— WHAT IS EXPECTED —
Pick out every line in the data below that contains the string "grass", and copy each one unchanged.

— GIVEN INFORMATION —
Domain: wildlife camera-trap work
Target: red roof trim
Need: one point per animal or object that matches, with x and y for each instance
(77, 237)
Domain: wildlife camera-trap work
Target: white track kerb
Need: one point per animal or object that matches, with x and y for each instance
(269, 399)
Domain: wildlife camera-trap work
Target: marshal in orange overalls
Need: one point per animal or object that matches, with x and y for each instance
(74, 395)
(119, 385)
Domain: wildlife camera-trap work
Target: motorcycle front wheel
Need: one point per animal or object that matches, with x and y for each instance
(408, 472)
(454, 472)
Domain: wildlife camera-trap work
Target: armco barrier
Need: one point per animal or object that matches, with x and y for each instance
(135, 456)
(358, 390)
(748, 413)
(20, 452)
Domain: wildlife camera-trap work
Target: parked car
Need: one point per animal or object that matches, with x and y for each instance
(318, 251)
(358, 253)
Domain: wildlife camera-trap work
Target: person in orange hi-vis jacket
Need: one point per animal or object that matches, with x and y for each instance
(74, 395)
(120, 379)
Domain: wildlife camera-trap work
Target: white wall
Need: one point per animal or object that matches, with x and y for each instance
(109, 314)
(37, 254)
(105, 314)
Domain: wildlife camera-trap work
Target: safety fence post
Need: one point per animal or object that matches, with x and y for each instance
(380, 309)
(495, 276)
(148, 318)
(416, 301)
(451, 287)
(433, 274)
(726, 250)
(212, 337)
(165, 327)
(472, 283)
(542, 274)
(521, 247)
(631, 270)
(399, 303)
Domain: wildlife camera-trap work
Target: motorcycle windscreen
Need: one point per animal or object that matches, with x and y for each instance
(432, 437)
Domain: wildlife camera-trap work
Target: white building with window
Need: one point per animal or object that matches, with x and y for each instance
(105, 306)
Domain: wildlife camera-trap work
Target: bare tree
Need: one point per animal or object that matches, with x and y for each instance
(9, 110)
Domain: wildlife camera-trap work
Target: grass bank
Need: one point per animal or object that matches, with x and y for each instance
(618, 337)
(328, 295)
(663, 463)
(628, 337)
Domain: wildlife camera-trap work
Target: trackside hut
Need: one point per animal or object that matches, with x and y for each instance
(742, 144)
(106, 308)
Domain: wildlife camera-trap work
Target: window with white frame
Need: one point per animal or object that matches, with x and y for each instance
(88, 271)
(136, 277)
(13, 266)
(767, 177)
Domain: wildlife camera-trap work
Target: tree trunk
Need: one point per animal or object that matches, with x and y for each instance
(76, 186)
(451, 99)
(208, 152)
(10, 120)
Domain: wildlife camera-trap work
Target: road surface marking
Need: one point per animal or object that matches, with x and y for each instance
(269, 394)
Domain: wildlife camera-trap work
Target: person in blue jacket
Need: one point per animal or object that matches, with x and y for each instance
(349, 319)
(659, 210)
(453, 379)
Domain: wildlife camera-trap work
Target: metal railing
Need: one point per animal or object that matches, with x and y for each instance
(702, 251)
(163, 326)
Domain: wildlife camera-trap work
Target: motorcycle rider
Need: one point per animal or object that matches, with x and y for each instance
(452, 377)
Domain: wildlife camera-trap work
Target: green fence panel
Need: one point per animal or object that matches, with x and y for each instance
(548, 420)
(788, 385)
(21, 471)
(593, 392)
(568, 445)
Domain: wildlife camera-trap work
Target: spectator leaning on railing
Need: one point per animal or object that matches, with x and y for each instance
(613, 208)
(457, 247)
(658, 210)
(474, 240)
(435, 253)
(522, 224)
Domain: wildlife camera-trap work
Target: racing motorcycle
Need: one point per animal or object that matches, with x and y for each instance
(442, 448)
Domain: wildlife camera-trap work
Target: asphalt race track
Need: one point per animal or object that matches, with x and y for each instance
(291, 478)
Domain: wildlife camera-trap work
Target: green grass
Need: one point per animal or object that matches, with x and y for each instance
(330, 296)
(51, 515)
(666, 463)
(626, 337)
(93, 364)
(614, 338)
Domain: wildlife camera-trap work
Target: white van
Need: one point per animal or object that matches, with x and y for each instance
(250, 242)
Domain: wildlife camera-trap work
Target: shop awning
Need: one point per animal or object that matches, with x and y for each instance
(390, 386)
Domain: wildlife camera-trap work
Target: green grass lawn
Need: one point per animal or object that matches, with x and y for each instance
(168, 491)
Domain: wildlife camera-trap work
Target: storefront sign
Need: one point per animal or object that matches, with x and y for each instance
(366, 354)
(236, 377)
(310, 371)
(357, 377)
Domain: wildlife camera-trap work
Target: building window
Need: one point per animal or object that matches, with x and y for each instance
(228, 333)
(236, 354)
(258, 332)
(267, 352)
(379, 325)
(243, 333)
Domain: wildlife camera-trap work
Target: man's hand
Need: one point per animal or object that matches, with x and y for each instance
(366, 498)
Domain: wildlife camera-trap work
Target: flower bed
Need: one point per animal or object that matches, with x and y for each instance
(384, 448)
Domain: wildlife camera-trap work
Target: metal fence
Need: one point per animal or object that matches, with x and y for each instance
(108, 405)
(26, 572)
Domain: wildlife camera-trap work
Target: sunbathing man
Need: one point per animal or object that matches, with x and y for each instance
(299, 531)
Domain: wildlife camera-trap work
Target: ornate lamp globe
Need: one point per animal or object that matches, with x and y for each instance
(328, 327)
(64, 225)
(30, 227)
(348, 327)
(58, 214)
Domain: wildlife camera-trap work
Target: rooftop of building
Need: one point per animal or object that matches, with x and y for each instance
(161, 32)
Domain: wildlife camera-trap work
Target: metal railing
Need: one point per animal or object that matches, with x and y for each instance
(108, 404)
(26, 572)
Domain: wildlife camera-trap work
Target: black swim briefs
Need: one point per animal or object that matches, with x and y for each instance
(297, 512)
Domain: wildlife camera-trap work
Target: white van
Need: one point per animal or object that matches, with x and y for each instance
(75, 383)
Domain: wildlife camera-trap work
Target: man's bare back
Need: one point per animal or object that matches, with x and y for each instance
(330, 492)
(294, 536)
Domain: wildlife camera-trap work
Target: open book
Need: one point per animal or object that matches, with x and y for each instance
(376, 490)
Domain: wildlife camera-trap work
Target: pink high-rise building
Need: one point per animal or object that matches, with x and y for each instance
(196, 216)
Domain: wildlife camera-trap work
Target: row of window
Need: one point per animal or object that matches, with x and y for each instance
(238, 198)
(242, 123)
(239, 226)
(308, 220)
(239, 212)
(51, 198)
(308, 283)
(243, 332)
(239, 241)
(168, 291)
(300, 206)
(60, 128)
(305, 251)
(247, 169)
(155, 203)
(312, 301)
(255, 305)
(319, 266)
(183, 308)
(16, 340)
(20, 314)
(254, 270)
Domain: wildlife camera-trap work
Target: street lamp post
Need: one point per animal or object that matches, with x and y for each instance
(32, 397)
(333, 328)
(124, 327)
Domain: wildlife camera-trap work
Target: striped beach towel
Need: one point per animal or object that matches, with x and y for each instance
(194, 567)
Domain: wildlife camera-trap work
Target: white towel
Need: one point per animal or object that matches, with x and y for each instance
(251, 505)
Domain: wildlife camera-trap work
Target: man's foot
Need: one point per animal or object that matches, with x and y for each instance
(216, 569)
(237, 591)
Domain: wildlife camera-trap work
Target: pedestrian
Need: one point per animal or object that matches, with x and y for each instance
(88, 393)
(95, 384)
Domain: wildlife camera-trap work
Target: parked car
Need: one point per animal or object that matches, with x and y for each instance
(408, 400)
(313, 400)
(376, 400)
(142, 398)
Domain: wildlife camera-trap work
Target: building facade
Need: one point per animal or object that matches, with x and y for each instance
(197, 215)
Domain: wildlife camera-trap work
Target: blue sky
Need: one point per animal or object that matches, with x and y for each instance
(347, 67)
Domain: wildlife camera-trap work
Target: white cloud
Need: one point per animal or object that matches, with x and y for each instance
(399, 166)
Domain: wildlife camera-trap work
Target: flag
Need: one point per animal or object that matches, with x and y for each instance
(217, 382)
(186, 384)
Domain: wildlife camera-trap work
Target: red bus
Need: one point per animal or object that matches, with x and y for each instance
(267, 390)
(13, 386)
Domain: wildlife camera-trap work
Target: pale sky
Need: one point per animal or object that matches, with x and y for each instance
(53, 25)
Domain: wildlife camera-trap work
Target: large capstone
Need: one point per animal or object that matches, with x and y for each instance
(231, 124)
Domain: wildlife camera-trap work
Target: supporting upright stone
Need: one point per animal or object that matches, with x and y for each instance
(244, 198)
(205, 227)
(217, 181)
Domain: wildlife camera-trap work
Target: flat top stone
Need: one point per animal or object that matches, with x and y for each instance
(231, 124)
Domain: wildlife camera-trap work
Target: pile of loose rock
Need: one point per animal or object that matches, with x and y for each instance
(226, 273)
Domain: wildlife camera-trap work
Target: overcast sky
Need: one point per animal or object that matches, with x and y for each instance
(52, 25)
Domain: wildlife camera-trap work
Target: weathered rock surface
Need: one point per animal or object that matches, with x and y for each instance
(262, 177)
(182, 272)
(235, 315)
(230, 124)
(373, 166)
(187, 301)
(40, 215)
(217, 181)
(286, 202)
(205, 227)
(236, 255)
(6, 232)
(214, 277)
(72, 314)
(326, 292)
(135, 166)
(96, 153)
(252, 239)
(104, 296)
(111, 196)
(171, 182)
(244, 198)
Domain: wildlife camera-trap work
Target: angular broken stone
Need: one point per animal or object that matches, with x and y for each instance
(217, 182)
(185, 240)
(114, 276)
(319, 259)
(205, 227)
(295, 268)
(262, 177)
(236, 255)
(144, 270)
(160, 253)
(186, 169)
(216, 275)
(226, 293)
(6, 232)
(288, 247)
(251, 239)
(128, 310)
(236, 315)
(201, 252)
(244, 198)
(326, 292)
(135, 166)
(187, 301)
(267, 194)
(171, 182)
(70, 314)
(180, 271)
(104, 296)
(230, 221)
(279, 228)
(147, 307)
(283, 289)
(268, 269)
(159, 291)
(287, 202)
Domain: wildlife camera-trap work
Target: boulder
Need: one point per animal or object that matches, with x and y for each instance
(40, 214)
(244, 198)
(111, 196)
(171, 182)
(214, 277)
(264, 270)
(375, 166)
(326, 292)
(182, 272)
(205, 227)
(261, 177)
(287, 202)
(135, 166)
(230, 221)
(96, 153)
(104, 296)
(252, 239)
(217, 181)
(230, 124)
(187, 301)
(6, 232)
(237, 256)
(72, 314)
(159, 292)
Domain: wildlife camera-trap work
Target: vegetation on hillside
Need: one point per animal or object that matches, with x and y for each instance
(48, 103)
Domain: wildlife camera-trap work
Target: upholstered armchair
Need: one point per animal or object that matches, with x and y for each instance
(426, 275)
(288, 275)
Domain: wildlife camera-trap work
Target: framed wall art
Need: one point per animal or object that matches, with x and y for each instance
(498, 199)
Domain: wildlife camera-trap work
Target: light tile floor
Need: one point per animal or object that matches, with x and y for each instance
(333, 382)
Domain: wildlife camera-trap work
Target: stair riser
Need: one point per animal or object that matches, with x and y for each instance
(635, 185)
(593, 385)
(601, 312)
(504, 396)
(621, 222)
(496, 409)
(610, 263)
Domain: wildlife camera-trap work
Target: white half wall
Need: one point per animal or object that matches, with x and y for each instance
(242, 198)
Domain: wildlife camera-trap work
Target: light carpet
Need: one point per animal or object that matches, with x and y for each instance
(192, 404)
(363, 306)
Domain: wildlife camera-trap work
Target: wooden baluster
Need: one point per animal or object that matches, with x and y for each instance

— THE RESPONSE —
Target: grass bank
Target: green grass
Target: green grass lawn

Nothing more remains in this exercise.